→ **THE EXERCISE**: Continue the book review on religion in American war and diplomacy, beginning after its final sentence.

→ **EXTRACTED TEXT**:
((
Preston, Andrew. Sword of the Spirit, Shield of Faith: Religion in American war and diplomacy. New York. Toronto: Alfred Knopf, 2012.
Andrew Preston has written an informative book on an unusual topic: religion and politics. It is long and detailed; 600 plus pages along with 200 more pages of bibliography, notes and index. Preston is committed to outlining the entwinement of religious belief and the foreign politics of the developing American Republic…despite the official doctrine of the separation of Church and state. Both religion and foreign policy have served to shape America, and yet few religious historians examine diplomacy whole just as few American diplomatic historians examine the influence of religion. This motivates Preston to examine the entwinement closely. Religion, notes Preston, is not the only influencing pattern, there are many others, but religion is critically important in foreign policy; and, “politics is central because it formed a bridge between popular religion and elite policy” (p.7). Preston asks, “Why should American policy makers care about religion?” Rhetorically he answers that the policy makers themselves grew up in religiously based environments and bring these learned attitudes to the public office. Thus he states, “…much of my task is therefore dedicated to recovering the lost dimensions and exposing the hidden depths of the individuals who made US Policy” (p.8).
))
[Object point labels]
((
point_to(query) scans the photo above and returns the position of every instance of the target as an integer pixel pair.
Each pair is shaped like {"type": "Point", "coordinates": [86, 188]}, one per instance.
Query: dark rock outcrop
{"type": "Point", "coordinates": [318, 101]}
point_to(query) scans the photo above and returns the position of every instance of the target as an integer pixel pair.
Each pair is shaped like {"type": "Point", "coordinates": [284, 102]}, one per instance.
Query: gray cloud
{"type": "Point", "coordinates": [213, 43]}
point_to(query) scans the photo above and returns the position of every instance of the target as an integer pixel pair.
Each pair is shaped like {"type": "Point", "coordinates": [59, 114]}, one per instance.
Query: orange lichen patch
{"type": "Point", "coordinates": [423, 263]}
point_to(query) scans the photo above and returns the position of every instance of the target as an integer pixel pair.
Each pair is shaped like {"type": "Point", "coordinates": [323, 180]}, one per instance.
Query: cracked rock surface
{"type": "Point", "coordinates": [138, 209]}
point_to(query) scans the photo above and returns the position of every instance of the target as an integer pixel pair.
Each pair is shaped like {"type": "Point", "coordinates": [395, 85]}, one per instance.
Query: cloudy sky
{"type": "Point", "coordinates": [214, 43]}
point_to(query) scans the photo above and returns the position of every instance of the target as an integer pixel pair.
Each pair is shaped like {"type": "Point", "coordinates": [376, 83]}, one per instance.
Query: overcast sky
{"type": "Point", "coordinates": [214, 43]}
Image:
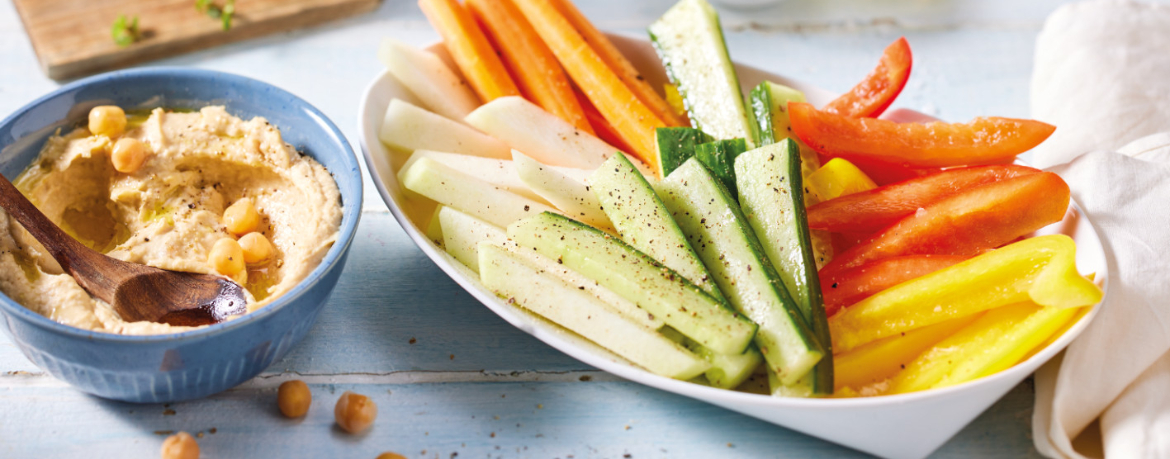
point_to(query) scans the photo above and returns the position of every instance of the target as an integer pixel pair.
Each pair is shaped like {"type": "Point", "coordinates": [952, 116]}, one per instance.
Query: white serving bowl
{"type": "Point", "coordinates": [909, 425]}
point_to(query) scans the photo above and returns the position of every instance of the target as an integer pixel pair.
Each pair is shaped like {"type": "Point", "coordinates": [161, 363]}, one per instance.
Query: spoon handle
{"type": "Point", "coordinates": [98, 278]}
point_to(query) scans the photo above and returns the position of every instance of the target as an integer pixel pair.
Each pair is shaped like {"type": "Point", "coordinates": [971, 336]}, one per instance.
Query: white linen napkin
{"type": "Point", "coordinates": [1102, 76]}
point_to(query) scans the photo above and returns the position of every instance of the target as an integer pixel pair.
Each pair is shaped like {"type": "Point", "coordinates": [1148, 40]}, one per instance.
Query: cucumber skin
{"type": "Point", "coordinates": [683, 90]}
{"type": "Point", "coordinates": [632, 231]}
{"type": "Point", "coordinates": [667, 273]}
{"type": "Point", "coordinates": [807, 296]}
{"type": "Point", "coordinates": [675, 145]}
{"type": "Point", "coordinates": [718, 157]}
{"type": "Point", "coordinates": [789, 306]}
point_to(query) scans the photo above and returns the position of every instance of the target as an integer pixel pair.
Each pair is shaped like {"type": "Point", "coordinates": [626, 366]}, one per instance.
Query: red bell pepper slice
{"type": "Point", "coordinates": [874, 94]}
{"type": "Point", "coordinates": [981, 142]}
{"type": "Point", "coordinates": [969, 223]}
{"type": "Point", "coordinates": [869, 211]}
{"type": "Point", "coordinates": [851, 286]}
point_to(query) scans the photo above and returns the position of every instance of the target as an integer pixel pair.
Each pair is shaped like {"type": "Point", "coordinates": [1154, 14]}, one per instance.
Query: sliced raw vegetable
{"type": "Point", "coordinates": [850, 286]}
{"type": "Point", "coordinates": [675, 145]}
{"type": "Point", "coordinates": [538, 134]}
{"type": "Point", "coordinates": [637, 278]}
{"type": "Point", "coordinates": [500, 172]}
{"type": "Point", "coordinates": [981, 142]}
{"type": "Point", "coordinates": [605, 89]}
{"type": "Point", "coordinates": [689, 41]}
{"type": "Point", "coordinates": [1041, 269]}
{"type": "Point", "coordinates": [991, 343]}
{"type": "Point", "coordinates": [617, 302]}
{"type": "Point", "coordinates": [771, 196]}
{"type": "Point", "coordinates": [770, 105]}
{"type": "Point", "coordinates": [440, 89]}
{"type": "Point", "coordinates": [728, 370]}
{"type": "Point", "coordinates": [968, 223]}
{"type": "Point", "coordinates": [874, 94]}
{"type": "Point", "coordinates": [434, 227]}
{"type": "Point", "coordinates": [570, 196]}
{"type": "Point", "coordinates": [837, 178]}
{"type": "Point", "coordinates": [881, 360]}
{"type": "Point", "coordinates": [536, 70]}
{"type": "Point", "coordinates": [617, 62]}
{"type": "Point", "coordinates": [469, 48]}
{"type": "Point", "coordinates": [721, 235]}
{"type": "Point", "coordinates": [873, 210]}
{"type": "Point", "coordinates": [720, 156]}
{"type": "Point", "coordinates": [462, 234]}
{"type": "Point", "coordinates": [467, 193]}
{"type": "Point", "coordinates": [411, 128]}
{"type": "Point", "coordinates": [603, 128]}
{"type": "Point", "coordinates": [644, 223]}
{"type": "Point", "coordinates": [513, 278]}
))
((
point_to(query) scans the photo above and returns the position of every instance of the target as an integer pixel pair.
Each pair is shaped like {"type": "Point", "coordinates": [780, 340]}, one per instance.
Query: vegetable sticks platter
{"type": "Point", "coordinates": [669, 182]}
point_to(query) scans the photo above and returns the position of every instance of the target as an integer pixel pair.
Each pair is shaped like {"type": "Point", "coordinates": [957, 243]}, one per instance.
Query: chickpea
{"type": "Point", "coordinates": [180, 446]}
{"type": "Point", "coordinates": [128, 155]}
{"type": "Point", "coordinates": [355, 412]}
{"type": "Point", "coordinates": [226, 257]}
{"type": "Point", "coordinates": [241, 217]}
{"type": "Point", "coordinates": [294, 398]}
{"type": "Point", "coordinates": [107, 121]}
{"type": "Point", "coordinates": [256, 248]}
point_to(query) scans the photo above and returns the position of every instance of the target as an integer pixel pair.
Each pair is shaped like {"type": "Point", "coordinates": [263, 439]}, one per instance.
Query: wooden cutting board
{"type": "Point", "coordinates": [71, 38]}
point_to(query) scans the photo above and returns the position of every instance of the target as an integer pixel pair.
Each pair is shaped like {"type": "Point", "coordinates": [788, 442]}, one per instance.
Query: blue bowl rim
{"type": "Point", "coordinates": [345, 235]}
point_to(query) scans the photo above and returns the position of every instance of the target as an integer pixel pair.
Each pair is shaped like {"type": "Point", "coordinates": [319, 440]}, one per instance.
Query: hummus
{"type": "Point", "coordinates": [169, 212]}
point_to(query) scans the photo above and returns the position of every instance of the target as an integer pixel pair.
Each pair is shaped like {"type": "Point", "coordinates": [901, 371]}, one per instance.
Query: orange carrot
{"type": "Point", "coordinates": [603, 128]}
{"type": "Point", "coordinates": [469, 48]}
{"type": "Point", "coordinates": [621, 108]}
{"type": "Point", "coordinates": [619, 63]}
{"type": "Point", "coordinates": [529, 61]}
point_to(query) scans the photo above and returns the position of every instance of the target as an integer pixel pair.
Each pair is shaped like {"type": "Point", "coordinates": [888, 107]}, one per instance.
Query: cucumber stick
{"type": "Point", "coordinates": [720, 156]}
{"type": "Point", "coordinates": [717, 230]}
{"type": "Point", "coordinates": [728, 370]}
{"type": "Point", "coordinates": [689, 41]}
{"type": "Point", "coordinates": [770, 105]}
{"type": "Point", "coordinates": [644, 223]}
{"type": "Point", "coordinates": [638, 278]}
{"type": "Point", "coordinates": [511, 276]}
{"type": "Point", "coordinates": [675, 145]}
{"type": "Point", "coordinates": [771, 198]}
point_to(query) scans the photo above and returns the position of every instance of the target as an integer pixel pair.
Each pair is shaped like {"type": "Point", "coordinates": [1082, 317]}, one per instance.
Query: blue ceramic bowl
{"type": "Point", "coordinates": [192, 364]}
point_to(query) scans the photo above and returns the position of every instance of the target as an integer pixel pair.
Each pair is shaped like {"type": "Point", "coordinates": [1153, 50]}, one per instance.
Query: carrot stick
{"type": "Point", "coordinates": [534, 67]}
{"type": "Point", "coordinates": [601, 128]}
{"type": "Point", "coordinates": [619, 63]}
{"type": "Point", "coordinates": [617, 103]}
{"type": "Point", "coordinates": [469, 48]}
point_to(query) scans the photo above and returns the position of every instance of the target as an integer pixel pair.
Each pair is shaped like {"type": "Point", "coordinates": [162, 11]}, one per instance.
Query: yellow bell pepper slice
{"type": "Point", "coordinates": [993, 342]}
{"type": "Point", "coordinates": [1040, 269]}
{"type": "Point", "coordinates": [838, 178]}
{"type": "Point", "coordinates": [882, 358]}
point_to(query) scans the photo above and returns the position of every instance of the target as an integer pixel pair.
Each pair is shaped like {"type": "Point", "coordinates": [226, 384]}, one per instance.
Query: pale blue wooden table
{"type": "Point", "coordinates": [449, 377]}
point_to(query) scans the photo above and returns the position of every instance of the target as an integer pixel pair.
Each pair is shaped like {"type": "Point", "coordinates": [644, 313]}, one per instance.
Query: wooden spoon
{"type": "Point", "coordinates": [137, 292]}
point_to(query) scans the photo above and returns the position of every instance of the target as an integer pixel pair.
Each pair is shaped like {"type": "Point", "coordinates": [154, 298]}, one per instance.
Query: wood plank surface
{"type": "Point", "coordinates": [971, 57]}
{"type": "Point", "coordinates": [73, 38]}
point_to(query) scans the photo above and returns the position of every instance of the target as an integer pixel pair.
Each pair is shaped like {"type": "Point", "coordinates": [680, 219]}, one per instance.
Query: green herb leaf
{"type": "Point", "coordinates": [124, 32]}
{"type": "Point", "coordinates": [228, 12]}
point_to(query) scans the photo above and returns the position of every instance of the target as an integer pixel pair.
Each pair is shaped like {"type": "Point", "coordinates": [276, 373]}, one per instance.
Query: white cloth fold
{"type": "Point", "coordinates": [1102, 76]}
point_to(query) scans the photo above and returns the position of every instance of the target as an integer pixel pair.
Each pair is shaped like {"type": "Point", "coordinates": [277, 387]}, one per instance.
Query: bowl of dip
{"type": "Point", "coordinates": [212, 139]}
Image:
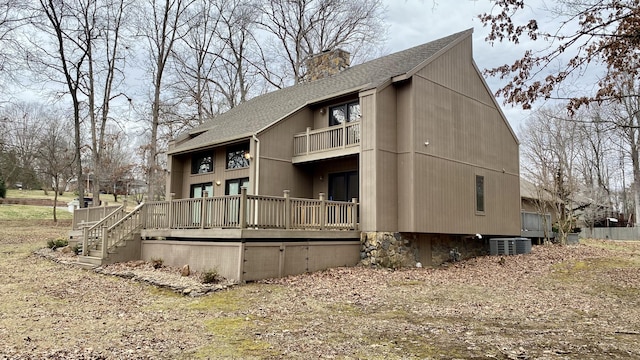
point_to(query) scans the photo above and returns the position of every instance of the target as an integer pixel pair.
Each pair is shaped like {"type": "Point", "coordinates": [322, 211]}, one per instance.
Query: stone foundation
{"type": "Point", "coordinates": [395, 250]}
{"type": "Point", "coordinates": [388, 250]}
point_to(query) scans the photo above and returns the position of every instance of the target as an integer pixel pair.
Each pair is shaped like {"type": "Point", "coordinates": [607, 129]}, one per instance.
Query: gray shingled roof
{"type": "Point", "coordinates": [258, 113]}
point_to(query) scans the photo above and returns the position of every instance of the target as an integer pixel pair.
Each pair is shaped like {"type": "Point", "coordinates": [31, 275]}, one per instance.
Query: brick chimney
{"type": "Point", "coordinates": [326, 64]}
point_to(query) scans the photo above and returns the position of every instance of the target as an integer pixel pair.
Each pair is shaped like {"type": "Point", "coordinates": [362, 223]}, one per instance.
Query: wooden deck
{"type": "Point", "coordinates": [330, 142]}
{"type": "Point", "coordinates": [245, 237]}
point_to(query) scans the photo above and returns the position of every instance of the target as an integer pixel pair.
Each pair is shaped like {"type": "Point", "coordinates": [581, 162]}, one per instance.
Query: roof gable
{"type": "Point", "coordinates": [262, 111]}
))
→ **OUTPUT BELOW**:
From the outset in Colonial history along the N.A. seaboard, religious ideals and beliefs brought by extremist Puritans, merged with Whiggian Republicanism and became later reified as civil religion. A cluster of religious values were entwined with vivid religious imagery, which the Nation’s leaders, as virtual popes, could manipulate in appealing to Americans for support in fighting for liberty and freedom abroad. The colonist leaders used the Bible (Gen. 1:26-28 and Psalm 2: 6-8 specifically) to justify themselves as a chosen people in land chosen for them by God. This belief drove the quest for westward expansion in North America; and then after the Wars of Independence and of 1812, the new Republic formulated international policy since it could no longer rely on British protection for their now foreign trade relations. Preston describes the idealistic international attitudes of the Wilson era, suggesting that the pious captains of US industry saw no conflict between the gospel of wealth at home and the social gospel abroad (p. 271). The uplift of humanity worldwide would serve to protect American values and interests. Regarding the times of paranoia of world domination by communism and the Truman Doctrine, Preston notes that policy came from a sense of a clear antithesis of good and evil in a Cold War. “In Europe, the shield of faith could be used to defend against the growth of Communist ideology. In Eastern Europe the sword of the spirit could be wielded against communist regimes” (p. 432).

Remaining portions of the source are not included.